▶ [SET TASKS]:
1. In the letter below, list the three things about life in Spain that the writer describes as amazing, great, or awesome.
2. Count the lines in the records below that contain the string "rear", and give only the number.

▶ [EXTRACT]:
+-------+

Dear Mum, I miss you so much. I love living in Spain, the place is amazing, the food is great, the people are awesome, I get to travel almost everywhere. I constantly wish I could have you here to share the great memories with me. But there are sometimes, I feel like I go into a deep dark place; a place that makes me question if I should stay strong or just do what’s easy. One of my earliest memories is hearing your beautiful voice as you recited the Quran every morning during subh (Morning prayer). I could hear the passion and love for Islam just by your recitation. I felt your passion when you taught my siblings and I about Islam even when we were rebellious to learn at times. How you made it seem easy.
In college, I had my roller coaster moments. I was in a semi-real world. After 2 years of internal battle with my deen (religion), I had finally began to accept who I was. I never thought, I would be able to say this but “the teachings you instilled in me as a child were what I had used to stand strong and defend my beliefs.” Being around others like me gave me additional strength.

+-------+

▶ [PROVIDED DATA]:
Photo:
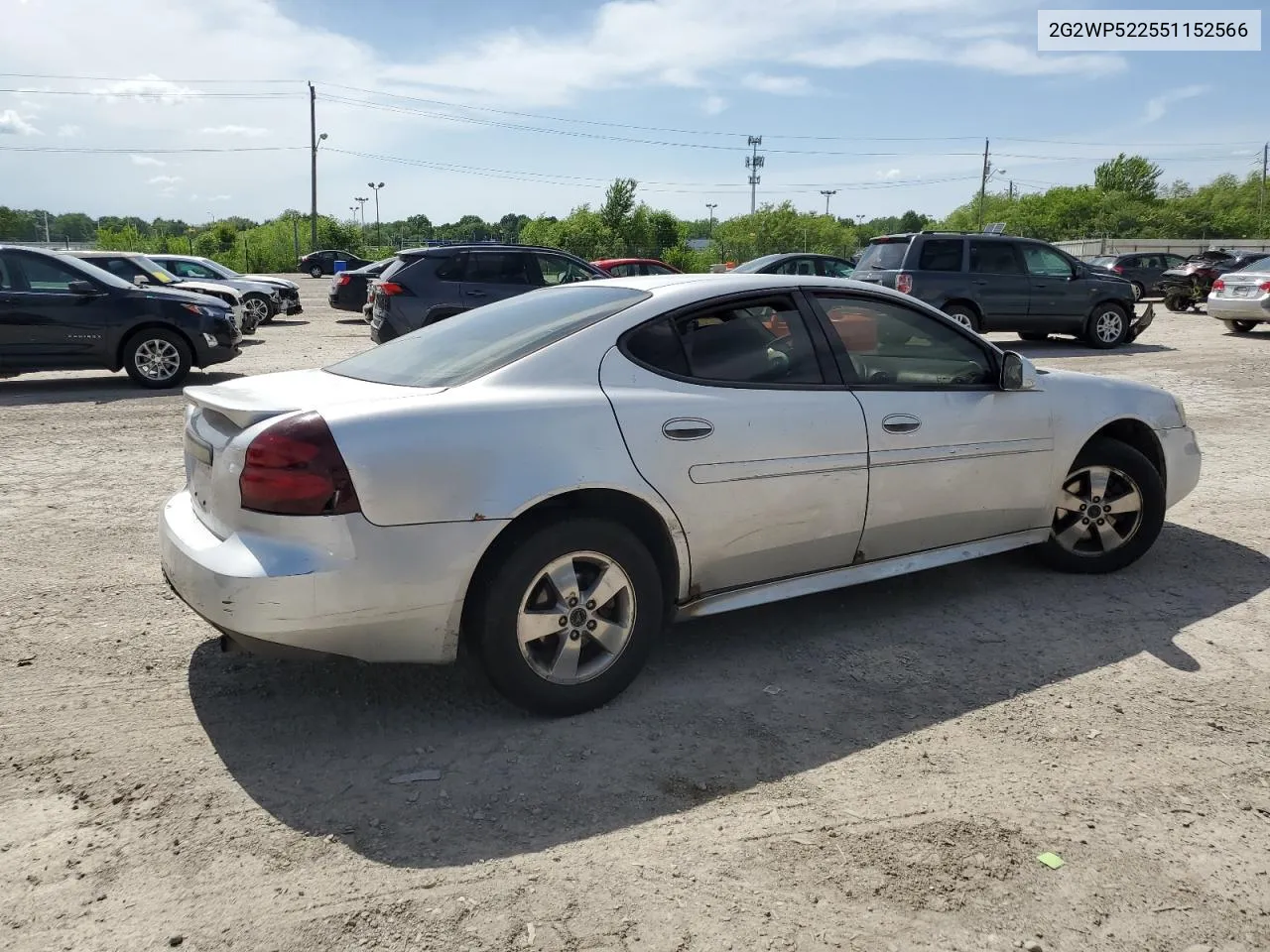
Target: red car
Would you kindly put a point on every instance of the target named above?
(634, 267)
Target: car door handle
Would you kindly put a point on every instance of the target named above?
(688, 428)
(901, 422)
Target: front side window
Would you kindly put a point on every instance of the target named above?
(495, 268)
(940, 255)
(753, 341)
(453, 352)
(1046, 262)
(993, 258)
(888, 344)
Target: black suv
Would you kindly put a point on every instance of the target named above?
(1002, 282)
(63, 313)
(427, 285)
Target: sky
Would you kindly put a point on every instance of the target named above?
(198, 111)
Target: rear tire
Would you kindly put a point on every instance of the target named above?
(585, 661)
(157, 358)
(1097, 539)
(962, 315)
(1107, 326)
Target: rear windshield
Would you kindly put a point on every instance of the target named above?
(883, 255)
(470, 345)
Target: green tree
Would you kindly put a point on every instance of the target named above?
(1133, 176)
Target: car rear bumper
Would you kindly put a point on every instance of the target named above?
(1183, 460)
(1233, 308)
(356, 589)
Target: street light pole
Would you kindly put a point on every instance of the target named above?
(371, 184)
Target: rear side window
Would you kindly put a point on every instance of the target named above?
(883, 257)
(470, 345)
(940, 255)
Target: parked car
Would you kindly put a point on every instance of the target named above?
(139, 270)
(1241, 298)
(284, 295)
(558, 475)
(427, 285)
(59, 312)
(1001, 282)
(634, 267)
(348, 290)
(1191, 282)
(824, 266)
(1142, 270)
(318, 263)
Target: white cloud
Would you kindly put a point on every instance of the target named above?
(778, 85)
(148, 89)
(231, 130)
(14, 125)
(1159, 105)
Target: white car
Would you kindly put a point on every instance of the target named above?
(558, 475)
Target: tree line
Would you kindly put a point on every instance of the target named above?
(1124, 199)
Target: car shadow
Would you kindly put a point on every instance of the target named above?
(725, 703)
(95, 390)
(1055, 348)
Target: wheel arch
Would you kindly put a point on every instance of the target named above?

+-------+

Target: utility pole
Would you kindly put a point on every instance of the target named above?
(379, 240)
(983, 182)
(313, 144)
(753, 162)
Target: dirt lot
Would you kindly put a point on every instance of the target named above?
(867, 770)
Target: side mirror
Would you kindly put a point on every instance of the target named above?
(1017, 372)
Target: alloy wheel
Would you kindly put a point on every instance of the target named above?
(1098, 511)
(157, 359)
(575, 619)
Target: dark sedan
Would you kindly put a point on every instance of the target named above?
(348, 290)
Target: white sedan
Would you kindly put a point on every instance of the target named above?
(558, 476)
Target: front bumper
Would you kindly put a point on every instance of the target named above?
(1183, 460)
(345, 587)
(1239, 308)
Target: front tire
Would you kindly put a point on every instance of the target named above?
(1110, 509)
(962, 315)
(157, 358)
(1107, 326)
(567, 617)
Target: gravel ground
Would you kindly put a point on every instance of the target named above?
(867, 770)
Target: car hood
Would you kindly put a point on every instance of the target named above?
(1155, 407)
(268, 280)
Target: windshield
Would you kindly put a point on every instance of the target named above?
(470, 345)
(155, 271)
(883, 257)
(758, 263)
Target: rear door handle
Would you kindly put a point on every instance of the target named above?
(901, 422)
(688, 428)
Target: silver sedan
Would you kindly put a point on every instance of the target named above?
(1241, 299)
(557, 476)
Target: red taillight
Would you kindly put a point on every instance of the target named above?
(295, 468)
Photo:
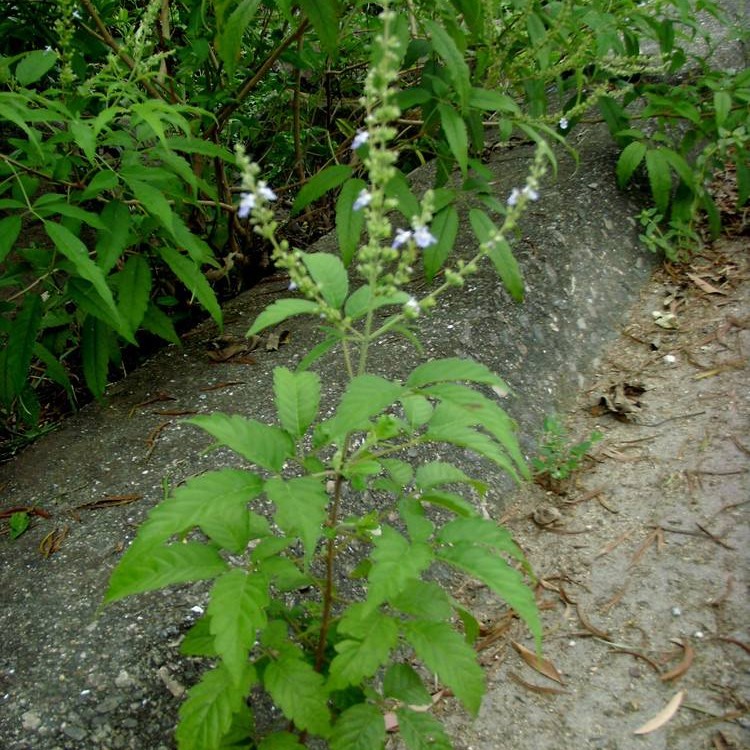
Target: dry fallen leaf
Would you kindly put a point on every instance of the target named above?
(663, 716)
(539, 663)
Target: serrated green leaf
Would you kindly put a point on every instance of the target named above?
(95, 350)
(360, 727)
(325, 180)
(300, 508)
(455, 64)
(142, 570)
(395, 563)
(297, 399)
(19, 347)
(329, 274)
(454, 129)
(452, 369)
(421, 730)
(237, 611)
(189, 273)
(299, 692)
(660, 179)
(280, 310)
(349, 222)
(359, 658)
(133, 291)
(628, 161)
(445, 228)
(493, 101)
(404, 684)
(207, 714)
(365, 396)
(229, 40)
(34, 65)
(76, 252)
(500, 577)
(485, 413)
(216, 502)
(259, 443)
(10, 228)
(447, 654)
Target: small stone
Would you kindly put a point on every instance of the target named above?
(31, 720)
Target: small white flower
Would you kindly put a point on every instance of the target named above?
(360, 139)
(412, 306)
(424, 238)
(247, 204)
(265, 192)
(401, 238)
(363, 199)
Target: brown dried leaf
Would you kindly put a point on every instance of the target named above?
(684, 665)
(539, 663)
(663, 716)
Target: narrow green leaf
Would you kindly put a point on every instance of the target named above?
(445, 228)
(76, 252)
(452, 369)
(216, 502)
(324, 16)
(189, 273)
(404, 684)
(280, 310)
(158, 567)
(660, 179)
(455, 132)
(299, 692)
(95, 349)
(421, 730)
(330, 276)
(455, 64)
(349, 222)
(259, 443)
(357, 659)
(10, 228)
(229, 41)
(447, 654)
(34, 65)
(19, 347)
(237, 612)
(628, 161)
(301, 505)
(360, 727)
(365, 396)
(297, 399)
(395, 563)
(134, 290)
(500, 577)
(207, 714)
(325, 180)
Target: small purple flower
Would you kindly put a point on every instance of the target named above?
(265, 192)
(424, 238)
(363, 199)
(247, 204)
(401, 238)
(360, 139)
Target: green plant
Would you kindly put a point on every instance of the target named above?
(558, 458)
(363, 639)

+-------+

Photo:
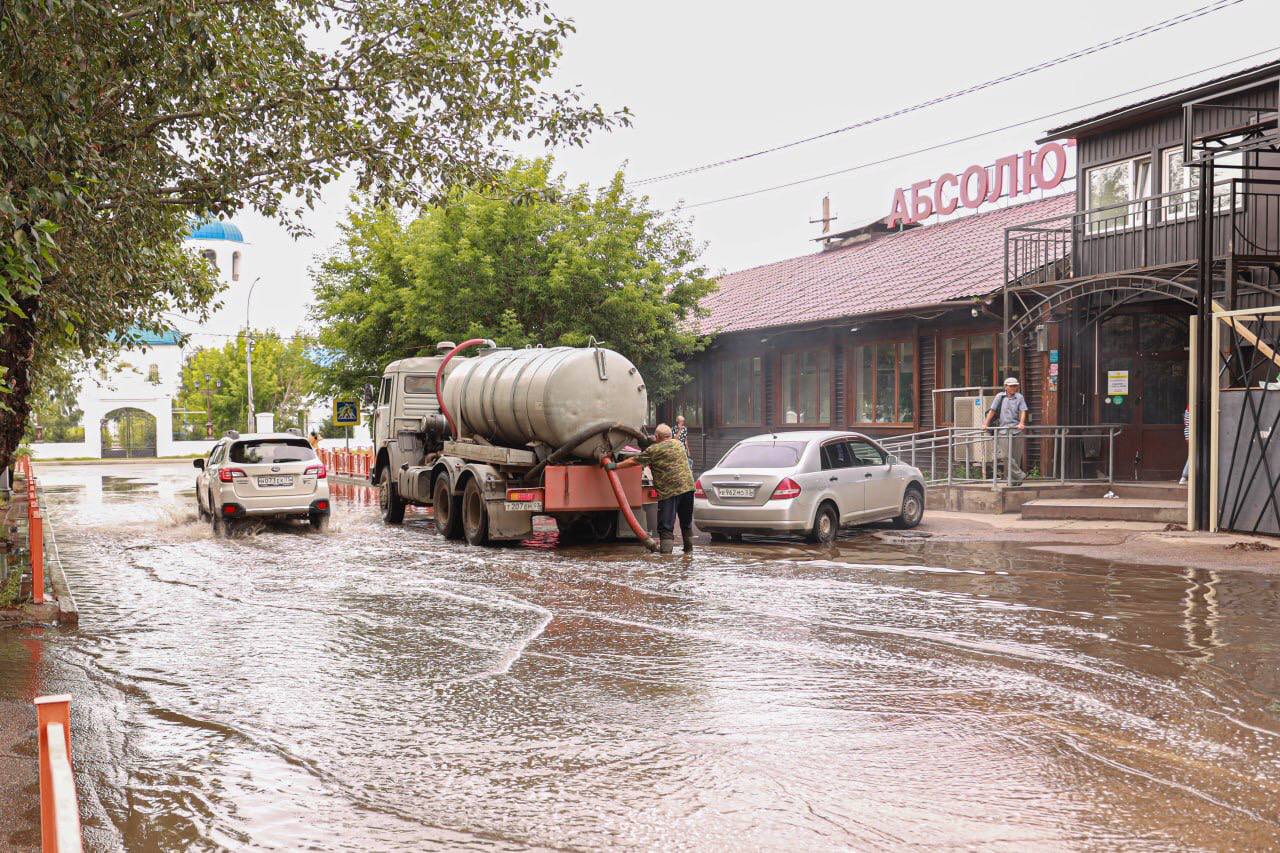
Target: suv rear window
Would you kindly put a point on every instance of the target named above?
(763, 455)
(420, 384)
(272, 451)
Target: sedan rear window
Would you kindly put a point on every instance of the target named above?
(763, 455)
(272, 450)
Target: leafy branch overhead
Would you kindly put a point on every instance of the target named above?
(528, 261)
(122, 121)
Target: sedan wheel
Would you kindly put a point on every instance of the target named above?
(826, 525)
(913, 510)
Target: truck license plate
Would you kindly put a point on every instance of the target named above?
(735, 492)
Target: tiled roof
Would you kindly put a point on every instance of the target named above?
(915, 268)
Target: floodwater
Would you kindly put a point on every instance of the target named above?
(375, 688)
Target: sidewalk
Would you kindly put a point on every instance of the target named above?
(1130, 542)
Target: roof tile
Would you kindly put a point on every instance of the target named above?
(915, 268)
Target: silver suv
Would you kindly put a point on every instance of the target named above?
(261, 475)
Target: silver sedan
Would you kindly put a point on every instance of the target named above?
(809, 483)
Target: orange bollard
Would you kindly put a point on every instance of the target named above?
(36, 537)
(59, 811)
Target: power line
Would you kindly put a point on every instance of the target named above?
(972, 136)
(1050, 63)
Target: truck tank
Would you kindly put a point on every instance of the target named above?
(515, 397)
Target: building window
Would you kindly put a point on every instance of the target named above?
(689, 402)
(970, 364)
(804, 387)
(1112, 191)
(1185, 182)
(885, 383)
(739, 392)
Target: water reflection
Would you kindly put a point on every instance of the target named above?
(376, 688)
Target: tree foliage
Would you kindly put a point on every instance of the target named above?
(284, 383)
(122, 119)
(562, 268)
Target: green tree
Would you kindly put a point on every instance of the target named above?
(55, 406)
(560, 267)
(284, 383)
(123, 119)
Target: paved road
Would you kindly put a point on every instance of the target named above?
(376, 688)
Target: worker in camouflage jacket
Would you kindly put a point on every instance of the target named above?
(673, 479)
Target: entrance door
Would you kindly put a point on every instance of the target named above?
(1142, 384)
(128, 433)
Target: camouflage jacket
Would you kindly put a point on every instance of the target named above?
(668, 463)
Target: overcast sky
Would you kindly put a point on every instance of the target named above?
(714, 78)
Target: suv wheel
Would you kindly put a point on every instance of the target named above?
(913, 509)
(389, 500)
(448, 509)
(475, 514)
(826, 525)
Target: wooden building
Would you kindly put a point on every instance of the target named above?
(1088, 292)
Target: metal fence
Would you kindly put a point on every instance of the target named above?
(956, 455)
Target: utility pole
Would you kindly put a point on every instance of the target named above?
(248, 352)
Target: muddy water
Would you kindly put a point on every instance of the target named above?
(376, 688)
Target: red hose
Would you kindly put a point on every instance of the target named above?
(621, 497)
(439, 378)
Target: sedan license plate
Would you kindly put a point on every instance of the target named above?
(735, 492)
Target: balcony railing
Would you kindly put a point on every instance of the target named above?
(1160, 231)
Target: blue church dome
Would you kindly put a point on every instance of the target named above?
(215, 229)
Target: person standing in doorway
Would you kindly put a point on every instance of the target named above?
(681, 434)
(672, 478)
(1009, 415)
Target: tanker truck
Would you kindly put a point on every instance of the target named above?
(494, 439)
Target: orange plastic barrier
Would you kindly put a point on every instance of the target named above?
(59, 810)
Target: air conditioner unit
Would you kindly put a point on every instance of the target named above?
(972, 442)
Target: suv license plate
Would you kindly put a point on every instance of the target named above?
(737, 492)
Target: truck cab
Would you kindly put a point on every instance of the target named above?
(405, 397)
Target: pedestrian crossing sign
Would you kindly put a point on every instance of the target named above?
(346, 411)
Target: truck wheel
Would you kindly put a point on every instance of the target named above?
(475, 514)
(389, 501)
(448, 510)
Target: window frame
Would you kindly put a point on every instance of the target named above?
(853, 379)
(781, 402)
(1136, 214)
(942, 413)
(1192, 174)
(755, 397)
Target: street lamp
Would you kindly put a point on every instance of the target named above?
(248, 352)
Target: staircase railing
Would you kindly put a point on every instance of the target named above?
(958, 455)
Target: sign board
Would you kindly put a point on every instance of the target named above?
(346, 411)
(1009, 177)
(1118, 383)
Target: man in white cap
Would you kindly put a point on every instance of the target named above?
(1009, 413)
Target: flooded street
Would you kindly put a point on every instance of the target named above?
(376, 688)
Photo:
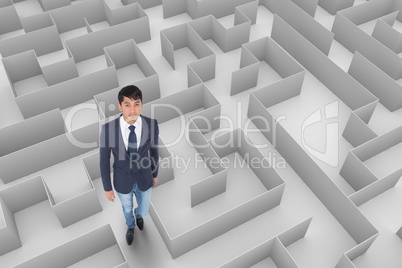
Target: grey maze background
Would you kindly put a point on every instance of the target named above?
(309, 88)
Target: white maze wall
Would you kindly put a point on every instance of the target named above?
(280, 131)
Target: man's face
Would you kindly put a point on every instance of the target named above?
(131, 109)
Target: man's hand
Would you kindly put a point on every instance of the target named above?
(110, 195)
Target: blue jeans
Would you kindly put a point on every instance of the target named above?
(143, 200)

+-------+

▶ [ANSWERS TO EACH TASK]:
1. The place, the food, the people

2. 7